The answer must consist of every line from the data that holds "trim".

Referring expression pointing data
__________

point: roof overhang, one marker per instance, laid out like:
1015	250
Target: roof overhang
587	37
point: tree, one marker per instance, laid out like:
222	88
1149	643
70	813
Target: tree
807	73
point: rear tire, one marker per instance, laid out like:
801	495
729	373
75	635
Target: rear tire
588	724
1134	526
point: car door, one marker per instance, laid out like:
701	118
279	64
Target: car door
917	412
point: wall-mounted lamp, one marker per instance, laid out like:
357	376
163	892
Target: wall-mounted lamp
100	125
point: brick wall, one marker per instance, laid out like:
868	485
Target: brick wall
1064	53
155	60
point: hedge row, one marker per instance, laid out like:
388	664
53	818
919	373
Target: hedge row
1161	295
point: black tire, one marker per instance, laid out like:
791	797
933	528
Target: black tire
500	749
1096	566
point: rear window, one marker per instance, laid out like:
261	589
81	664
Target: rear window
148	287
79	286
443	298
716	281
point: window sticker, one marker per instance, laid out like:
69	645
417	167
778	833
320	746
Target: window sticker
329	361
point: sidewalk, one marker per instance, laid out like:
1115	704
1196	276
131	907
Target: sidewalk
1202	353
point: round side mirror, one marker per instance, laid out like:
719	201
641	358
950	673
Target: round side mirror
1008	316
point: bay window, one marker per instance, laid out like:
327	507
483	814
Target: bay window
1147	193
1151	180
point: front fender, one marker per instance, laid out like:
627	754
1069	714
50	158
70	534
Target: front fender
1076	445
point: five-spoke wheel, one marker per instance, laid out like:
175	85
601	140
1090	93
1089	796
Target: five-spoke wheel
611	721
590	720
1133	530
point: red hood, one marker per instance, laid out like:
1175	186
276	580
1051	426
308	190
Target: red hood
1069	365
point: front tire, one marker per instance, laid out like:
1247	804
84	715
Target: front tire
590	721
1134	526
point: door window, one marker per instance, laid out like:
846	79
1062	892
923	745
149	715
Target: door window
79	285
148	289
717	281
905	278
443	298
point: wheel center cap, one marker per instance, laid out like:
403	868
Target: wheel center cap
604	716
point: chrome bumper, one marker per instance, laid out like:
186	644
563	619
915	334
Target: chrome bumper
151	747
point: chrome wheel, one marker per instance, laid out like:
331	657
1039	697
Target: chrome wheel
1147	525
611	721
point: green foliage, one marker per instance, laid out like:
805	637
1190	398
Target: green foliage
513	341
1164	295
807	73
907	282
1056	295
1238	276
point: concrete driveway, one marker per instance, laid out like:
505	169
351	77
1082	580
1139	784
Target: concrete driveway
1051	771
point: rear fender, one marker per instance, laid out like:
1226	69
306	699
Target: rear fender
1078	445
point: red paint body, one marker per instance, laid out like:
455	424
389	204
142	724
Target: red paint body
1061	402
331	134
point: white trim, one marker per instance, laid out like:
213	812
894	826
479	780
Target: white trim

__________

## Response below
point: white trim, one marker per instance, laid out like:
Target: white trim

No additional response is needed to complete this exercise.